### The input

■ ■ ■ ■

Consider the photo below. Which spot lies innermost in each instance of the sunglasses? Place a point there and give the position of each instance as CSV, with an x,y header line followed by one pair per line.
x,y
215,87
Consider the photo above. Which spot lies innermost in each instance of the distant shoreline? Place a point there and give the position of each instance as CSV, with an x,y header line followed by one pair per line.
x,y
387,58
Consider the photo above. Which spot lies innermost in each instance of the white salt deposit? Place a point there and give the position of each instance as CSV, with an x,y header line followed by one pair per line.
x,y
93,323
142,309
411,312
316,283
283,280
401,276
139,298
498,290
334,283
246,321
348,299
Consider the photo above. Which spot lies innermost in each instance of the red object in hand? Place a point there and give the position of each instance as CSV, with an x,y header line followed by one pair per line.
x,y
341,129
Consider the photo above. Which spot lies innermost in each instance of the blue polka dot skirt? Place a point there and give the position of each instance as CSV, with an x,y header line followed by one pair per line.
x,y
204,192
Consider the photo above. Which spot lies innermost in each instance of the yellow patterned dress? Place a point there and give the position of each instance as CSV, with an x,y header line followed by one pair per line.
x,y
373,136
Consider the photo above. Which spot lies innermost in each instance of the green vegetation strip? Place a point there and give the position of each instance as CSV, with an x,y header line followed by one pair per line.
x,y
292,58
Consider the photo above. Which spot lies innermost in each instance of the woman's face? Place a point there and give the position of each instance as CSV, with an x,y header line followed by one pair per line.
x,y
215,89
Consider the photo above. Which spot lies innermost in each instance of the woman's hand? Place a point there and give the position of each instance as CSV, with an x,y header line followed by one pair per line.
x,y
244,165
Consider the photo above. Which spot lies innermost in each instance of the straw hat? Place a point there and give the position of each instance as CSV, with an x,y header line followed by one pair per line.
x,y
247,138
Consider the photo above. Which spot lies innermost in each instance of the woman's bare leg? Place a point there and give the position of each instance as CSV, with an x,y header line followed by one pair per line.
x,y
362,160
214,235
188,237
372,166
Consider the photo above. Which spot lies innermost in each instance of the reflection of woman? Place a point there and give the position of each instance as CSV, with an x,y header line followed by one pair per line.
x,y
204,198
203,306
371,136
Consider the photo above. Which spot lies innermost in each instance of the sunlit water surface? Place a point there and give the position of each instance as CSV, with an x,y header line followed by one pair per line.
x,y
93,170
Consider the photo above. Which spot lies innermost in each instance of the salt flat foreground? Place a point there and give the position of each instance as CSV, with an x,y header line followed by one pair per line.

■ ■ ■ ■

### Exercise
The records above are to be transcribed exactly, with nothing left out.

### Answer
Consider the photo below. Which spot lies innermost in each instance of the sunglasses? Place a point there and give the position of each instance as CSV, with an x,y header line followed by one pair per line.
x,y
215,87
Consider the photo above. Which spot lies innermost in each instance of the distant shoreline? Place a point there and give the position of each instance as CSV, with an x,y header line followed by one pair per line.
x,y
387,58
Consider the photo above. Which spot lies innermost in each instance of the white salt deposit? Place a point there and give the position of each instance as CSV, with an x,y header line followed by one pair per line.
x,y
93,323
142,309
411,312
316,283
283,280
401,276
139,298
498,290
334,283
246,321
348,299
Consider the photo above. Which spot lies innermost in each instance of the red object in hand? Place a point there and give the position of each instance as CSV, with an x,y header line followed by one pair per line.
x,y
341,129
Consider the photo above. Which spot lies innermost in each instance of the blue polka dot skirt? Place a point there and give the position of each instance as CSV, with an x,y header line followed by one pair per line.
x,y
204,192
Consider the photo above. Which spot lies innermost in each instance of the yellow patterned dress? Place a point there and give the position of each instance as CSV, with an x,y header line followed by one pair per line.
x,y
373,136
Consider the photo above. Which spot lies innermost in each instance of the green vegetation strip? Place a point there and give the position of each instance as CSV, with an x,y header line followed by one pair per line.
x,y
292,58
Consider the photo above. Which spot lies innermost in each instance of the woman's face? Place a point there and give the position of each instance as CSV, with an x,y header line followed by one pair per line.
x,y
215,89
Consider the photo above. Which spot lies innermost in each instance of the woman's hand? Place a point there and give the position of each instance as CSV, with an x,y header line followed by one pair per line.
x,y
244,165
Consider the photo above. Which spot lies innermost in each instance of the straw hat? Place a point there and give the position of each instance as CSV, with an x,y header line followed by one pair per line.
x,y
247,138
Consider the photo above. Which spot lies innermost in each instance of the woman's bare leg? Place a point there and give the position of each instance as CSV, with an x,y header line followed by one pair per line.
x,y
362,160
214,235
188,237
372,166
Consider the photo above. Which spot lies innermost in each instance of the reflection of woman? Place a point there and give the position of each instance as CSV, with an x,y header line followed by one pair per line.
x,y
204,198
203,306
371,136
Consider the photo above. Which spot lies innermost in each instance of the sunlit water surface? Place a point there and give the position of each instance as CSV, with an x,y header line followed by one pair per line.
x,y
93,170
Consider the photo above. Which spot lies innermost in each instance of the salt flat foreground? Place a point there and give the position of each instance as CSV, with an x,y header line followed by one pair per line.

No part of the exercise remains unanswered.